◆ **TASK GOAL**
Do these statements agree with the text on feature importance? For each, answer yes or no and quote the text's deciding words exactly. (a) In the RSF model's OS analysis, N stage had a weight of 0.041 ± 0.006. (b) Not undergoing surgery was associated with high-risk scores in OS. (c) The importance and weight of tumor size were higher in the COX model predicting CSS.

◆ **PROVIDED TEXT**
- - - - -
3.4. Feature importance of the model
Table 4 shows the importance and weight of each prognostic features. N stage was the most important common predictor between the OS and CSS analysis. In contrast, age was the most significant prognostic feature in OS, whereas the N stage was the most significant prognostic factor in CSS. Compared with the COX model, the RSF model exhibited a lower weight for the N stage and age in OS analysis (0.041 ± 0.006,0.109 ± 0.010). However, the importance and weight of tumor size were higher in COX model predicting CSS.
Table 4.
Feature importance calculated based on permutation importance.
| RSF |
COX |
||||||
|---|---|---|---|---|---|---|---|
| OS |
CSS |
OS |
CSS |
||||
| Feature | Weight | Feature | Weight | Feature | Weight | Feature | Weight |
| Age | 0.109 ± 0.010 | N | 0.091 ± 0.010 | Age | 0.111 ± 0.011 | N | 0.082 ± 0.009 |
| N | 0.041 ± 0.006 | Surgery | 0.028 ± 0.005 | N | 0.043 ± 0.007 | Tumor Size | 0.024 ± 0.008 |
| Tumor Size | 0.021 ± 0.004 | Tumor Size | 0.016 ± 0.006 | Tumor Size | 0.014 ± 0.003 | Surgery | 0.013 ± 0.003 |
| Residential Area | 0.005 ± 0.001 | Residential Area | 0.009 ± 0.005 | ||||
Fig. 3 illustrates the performance of the RSF model and COX model in the training set. Advanced age, higher N stage, and larger tumor size contributed to higher risk scores in OS (Fig. 3 A). Conversely, higher N stage, larger tumor size, living in remote nonmetropolitan areas, and not undergoing surgery were associated with high-risk scores in CSS (Fig. 3 B). Three patients were selected to show detailed SHAP values in OS and CSS risk (Fig. 3C, D).
Fig. 3.
- - - - -
◆ **RECORDED DATA**
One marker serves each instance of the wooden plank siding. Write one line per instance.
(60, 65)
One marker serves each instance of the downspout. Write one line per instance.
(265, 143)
- - - - -
◆ **RESPONSE TO THIS EXERCISE**
(a) Yes: "the RSF model exhibited a lower weight for the N stage and age in OS analysis (0.041 ± 0.006,0.109 ± 0.010)"
(b) No: "higher N stage, larger tumor size, living in remote nonmetropolitan areas, and not undergoing surgery were associated with high-risk scores in CSS"
(c) Yes: "the importance and weight of tumor size were higher in COX model predicting CSS"